START
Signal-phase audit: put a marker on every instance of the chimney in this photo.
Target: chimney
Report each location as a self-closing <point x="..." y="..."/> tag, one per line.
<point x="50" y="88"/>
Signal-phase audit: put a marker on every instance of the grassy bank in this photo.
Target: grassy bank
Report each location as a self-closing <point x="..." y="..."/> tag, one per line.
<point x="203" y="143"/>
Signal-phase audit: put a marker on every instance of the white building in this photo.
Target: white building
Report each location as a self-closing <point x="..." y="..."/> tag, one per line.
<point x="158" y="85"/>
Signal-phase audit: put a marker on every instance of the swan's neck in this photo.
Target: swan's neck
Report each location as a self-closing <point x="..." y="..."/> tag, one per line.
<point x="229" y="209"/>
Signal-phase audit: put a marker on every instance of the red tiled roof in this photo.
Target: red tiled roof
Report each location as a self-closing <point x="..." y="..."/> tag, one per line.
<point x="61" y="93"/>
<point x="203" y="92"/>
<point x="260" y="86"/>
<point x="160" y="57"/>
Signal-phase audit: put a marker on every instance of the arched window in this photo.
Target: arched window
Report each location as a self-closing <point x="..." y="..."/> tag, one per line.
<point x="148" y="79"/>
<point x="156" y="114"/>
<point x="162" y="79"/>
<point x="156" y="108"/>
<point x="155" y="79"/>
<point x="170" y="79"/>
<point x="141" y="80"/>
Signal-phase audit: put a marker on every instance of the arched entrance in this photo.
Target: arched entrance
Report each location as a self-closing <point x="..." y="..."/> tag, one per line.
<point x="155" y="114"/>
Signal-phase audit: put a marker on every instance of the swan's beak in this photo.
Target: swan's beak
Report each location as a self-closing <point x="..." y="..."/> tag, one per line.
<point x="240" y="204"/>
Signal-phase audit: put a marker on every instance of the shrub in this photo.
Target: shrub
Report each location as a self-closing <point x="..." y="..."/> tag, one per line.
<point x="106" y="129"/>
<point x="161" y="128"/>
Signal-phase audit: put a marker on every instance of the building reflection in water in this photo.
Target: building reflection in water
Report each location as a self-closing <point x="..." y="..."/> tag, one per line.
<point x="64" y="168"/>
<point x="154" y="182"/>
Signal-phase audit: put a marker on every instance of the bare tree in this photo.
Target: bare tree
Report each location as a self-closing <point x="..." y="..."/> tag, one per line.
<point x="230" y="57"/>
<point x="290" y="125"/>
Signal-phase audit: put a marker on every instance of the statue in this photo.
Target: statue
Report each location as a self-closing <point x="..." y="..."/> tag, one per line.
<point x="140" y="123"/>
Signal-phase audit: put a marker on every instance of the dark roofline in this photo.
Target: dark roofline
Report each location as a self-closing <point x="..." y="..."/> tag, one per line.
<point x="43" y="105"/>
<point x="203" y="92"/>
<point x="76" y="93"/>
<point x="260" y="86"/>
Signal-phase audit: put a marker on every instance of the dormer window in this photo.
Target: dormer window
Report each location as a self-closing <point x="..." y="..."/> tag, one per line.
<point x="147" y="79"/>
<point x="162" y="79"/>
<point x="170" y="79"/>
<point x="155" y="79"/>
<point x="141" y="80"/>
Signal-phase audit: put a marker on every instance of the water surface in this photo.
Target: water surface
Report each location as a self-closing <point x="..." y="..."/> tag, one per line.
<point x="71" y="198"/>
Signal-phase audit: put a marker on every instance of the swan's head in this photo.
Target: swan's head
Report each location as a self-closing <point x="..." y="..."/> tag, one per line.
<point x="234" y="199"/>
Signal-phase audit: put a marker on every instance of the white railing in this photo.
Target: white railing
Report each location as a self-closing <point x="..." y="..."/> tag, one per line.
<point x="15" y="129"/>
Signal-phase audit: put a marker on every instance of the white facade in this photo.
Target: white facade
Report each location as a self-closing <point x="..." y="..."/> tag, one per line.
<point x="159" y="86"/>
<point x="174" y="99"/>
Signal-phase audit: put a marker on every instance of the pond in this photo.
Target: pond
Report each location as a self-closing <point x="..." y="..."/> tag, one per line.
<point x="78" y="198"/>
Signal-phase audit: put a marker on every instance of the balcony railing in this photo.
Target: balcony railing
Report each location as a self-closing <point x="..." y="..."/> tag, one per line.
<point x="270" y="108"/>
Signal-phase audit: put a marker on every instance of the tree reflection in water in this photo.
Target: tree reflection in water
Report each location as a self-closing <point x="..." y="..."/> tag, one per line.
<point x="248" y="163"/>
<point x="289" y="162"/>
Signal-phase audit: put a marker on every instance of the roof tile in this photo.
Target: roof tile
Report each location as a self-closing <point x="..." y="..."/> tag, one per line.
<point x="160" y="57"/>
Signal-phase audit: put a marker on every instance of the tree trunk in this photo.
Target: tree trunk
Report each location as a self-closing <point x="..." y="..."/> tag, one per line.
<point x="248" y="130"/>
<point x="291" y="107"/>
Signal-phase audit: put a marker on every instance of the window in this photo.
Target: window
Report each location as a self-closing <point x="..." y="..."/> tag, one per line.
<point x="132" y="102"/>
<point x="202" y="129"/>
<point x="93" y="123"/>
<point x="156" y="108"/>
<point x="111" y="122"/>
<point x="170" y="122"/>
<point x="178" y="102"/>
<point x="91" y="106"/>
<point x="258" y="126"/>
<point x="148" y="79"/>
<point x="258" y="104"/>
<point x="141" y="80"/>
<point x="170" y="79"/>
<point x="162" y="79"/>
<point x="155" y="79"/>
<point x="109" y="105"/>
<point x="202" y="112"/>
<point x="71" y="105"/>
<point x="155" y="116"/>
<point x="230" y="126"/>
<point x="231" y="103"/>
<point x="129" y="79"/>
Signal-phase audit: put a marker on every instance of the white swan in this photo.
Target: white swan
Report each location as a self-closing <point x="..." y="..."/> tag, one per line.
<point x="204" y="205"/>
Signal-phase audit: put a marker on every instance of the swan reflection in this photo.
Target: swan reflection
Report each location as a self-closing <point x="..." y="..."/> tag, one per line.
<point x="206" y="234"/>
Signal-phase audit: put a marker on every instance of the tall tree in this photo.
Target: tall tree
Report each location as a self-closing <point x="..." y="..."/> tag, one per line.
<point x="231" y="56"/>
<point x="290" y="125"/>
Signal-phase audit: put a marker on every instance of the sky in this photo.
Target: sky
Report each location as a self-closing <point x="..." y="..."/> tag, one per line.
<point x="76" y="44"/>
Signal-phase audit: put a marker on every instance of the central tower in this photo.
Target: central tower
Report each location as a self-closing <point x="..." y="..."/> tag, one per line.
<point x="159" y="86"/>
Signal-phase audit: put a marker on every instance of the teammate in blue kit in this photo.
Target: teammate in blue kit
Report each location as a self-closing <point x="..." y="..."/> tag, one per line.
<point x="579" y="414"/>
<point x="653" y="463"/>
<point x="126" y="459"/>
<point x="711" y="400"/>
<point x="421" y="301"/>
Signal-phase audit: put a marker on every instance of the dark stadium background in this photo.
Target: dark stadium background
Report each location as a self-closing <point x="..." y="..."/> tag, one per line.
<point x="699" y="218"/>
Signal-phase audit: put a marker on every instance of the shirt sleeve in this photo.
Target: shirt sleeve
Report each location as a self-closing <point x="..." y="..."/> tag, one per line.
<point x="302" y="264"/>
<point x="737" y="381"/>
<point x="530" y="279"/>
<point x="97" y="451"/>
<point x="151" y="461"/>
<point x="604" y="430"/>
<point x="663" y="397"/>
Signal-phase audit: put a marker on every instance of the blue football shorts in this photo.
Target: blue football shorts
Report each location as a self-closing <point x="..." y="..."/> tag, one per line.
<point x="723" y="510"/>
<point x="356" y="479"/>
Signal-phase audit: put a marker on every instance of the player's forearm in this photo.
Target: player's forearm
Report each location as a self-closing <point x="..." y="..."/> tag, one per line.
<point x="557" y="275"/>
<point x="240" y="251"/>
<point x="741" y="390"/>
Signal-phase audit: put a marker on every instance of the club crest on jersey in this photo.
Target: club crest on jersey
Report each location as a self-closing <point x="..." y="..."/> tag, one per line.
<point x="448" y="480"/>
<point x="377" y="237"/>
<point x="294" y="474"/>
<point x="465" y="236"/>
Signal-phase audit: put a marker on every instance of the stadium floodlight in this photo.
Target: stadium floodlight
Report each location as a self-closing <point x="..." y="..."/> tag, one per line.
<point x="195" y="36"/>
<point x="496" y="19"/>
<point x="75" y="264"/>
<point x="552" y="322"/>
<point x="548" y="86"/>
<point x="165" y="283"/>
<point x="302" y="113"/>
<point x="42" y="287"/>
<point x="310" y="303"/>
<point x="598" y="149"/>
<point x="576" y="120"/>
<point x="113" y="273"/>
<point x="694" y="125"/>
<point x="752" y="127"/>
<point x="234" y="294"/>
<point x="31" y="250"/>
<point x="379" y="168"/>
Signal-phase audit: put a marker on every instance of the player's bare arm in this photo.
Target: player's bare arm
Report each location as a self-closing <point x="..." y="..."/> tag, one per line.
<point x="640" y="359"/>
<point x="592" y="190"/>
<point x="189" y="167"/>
END
- DIRECTIVE
Give again the lines from the line holding "Signal-phase audit: put a marker on every instance of the blue" through the close of the listing, both included, exactly as written and with nothing else.

- TASK OUTPUT
Signal-phase audit: put a marker on every instance of the blue football shorts in this photo.
Target: blue football shorts
Report each location as a self-closing <point x="..." y="..."/> tag, one per line.
<point x="723" y="510"/>
<point x="356" y="479"/>
Signal-phase audit: put a marker on every instance of the player's forearm in this photo.
Target: player's forearm
Report each location as a self-closing <point x="..." y="..."/> tag, one per line.
<point x="557" y="275"/>
<point x="240" y="251"/>
<point x="741" y="390"/>
Signal-phase audit: put a marker on every instance of the club crest on jersey in this photo.
Target: club crest on jersey
Report each location as a self-closing <point x="..." y="..."/> tag, one per line.
<point x="448" y="480"/>
<point x="377" y="237"/>
<point x="294" y="474"/>
<point x="465" y="236"/>
Signal-phase audit: put a marker on every instance of the stadium floodlight in this photo.
Target: stadium floodlight
Report each location as a self-closing <point x="..." y="..."/> tag, one per line.
<point x="195" y="36"/>
<point x="496" y="19"/>
<point x="75" y="264"/>
<point x="552" y="322"/>
<point x="548" y="86"/>
<point x="165" y="283"/>
<point x="302" y="113"/>
<point x="42" y="287"/>
<point x="310" y="303"/>
<point x="598" y="149"/>
<point x="576" y="120"/>
<point x="113" y="273"/>
<point x="694" y="125"/>
<point x="752" y="127"/>
<point x="234" y="294"/>
<point x="31" y="250"/>
<point x="379" y="168"/>
Signal-phase audit: put a marker on every instance of the player's bare arm in this photo.
Target: player's bare arm
Report each location as a self-closing <point x="..." y="..."/> tag, one per line.
<point x="640" y="359"/>
<point x="592" y="190"/>
<point x="189" y="167"/>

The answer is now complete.